- Page extract:
========================================
Wed 7 Jun 2017 4:06PM

What is open source?

SC Simon Carter Public Seen by 102

Does anyone want to help?. I am currently working on content for a website soon to be launched. We've put this up for the moment, but haven't shared it, It's got a long way to go. www.just.coop/home
The green panel will be changed to have a heading of 'A Vision For a New Economy' Five Emerging Trends' one of which I have headed as 'World wide web, an open source solution'. What I now want to do is write an accessible page for the average person to help them understand the significance of open source on the future. Only problem is, I'm not entirely sure what is it's significance.
I don't want or need loads, as I say the goal is something that will make sense to the layperson, Bullet points might work well. The other four headers provisionally are 'Social enterprise, Why we are a coop. Relocalisation in a global village. The sharing & the gift economy, no money required & finally Reclaiming the commons, everyone a commoner.


Michel Bauwens Wed 7 Jun 2017 4:10PM

  • bullet point 1: open source, the sharing of knowledge, means that solutions to human and natural problems are available to all

John Ingleby Wed 7 Jun 2017 4:33PM

I would insert "freely" available to all, where "freely" doesn't necessarily mean "at no cost", but rather Richard Stallman's four freedoms:
- freedom to use the solution in any way
- freedom to investigate, research and develop the solution
- freedom to copy and share the solution on the same "free" terms
- freedom to share your modifications on the same "free" terms


Bob Haugen Wed 7 Jun 2017 4:35PM

"What is open source?" seems like the wrong title for this discussion. You seem to be asking about benefits of open source for a new economy. So I'll respond to that question.

Totally agree with @michelbauwens1 and @johningleby, for starters.

To add some other bullet points, in no particular order:
* You mentioned cooperatives and relocalization, both of which imply communities of some kind and size. If that community uses proprietary software or hardware, they can be denied or hindered or damaged by changes made by the proprietor. Egregious example, farmers can no longer legally repair their own John Deere tractors. Or PayPal stopping payments to organizations that they don't like for political reasons.
* If your community uses a suite of software, which most do, you may find it difficult or impossible to integrate it if you are blocked from modifying the software. (You may have difficulty anyway, but at least with open source, it is possible.)
* In the new world of AI and algorithmic solutions to problems, if you can't see the code, you can't trust the algorithm.


Bob Haugen Wed 7 Jun 2017 4:38PM

Yet another farmer example: you can be successfully sued it you replant the seeds you grew yourself.


Simon Carter Wed 7 Jun 2017 5:13PM

I found this quote, that I may include "The power of Open Source is the power of the people. The people rule" - Philippe Kahn What I want to convey is how open source can contribute to a new economy because it is 'a commons'. It does not seek to manufacture scarcity for profit, My real challenge is how to convey significance to the masses.


Kevin Flanagan Wed 7 Jun 2017 7:42PM

A bit of background on the differences between open source and free software.



Greg Cassel Wed 7 Jun 2017 10:54PM

Regarding the gnu.org article: the terms "open source" and "free software" are both obscure & confusing to people who aren't oriented towards the specialized meanings which different groups have "prescribed" for them.
========================================
(Records excerpted from a collection)
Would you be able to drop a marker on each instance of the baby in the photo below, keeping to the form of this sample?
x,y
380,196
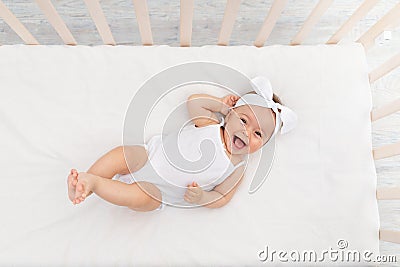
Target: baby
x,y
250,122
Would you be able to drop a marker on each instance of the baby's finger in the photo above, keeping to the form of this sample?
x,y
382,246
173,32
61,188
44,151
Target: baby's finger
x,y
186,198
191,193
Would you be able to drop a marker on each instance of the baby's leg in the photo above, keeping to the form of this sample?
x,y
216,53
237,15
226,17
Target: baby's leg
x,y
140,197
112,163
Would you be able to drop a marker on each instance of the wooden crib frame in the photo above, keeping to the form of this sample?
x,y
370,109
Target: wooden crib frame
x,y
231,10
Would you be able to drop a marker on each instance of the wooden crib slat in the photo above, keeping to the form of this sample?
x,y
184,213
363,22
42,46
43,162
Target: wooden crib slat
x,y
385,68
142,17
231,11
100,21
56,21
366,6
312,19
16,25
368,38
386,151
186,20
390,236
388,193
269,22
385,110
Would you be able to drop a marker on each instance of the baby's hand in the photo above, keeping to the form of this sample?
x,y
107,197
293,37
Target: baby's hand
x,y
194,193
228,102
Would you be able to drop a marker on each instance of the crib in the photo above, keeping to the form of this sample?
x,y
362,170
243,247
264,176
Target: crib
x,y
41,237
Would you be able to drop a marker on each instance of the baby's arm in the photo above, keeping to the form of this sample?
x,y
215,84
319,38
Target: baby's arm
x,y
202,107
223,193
========================================
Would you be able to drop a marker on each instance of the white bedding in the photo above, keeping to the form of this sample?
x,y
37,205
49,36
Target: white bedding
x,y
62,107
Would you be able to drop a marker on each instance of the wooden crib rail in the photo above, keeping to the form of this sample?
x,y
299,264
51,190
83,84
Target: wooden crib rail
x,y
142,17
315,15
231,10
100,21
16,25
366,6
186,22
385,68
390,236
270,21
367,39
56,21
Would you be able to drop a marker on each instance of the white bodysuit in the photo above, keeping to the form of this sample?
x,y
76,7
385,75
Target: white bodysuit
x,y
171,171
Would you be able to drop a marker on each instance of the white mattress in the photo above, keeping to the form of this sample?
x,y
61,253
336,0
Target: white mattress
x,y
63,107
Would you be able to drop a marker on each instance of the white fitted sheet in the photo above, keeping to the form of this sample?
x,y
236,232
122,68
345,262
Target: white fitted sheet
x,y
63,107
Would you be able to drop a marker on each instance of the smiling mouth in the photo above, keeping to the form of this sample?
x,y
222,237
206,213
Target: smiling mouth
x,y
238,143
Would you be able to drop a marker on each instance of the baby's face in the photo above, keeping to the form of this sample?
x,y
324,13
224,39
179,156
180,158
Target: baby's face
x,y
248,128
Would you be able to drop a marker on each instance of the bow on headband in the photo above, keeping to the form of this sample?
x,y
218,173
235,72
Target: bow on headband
========================================
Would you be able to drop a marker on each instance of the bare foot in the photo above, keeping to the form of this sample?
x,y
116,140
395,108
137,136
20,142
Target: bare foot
========================================
- Given instruction:
Answer these questions using the open source discussion thread, numbering each answer to match.
1. What heading did Simon Carter give to the trend about open source?
2. Whose four freedoms does John Ingleby say "freely" refers to?
3. Whose tractors does Bob Haugen say farmers can no longer legally repair?

- Exercise solution:
1. 'World wide web, an open source solution'
2. Richard Stallman's
3. John Deere